[START OF Passage provided]
TimeSeries

TimeSeries / OpenAnomalyDetection / 1.0.0

README.md

Open Anomaly Detection is an open source multivariate, portable and customizable Prediction based Anomaly Detection algorithm, powered by our OpenForecast model. You can see it in action here.

Introduction

That's a lot of stuff, lets break down each of those terms:

  • Multivariate - Being able to predict anomalies in univariate problems (situations with only 1 variable) are not that common. More often we need the capability to support multiple independent variables, this algorithm can do that.
  • Portable - This algorithm is designed to run best on the Algorithmia platform, however it's capable of running on any linux based system.
  • Open Source - As you can see, this algorithm is fully open source and available for public consumption! If you have any ideas on how to make it even better, please feel free to file a PR.
  • Customizable - This model is designed to be trained and specialized to your data. All variables are exposed and available for tinkering.
[END OF Passage provided]
[START OF Record set]
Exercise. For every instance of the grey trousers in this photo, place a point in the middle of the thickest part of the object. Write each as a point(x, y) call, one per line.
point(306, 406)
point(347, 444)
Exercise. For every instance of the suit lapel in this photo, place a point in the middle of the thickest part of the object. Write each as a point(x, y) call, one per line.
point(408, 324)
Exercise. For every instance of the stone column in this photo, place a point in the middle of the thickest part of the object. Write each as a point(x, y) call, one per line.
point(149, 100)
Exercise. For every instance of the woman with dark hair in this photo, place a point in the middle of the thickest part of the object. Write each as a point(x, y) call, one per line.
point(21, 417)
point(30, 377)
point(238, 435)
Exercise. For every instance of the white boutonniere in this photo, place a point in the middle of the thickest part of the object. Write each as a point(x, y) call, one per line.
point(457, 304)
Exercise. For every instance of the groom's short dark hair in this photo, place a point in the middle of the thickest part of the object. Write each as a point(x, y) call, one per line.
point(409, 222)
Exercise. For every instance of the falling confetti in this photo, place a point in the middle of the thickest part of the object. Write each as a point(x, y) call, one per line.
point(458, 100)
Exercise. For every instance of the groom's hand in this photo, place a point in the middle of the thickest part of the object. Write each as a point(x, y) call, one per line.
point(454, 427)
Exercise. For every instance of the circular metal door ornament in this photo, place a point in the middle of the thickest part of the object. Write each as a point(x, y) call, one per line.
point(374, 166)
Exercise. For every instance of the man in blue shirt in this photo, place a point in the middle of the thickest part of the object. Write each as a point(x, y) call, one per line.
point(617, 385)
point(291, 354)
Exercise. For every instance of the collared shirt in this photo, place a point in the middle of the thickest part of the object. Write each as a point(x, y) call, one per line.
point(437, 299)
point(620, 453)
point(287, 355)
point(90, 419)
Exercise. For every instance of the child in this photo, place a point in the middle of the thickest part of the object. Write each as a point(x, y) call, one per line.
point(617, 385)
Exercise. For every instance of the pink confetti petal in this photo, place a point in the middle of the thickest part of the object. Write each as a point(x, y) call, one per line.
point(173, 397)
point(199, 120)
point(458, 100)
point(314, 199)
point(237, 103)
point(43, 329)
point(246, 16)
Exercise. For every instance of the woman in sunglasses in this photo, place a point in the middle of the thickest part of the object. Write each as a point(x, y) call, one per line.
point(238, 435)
[END OF Record set]
▶ _Actions to take_
1. Which model powers the algorithm described in the Open Anomaly Detection README?
2. Can you shorten the Open Anomaly Detection README paragraph beginning "Open Anomaly Detection is an open source" while keeping its main facts?
The data isn't needed here.

▶ _Solutions to the exercise_
1. The OpenForecast model.

2. Open Anomaly Detection is an open-source, multivariate, portable, and customizable prediction-based anomaly detection algorithm powered by the OpenForecast model.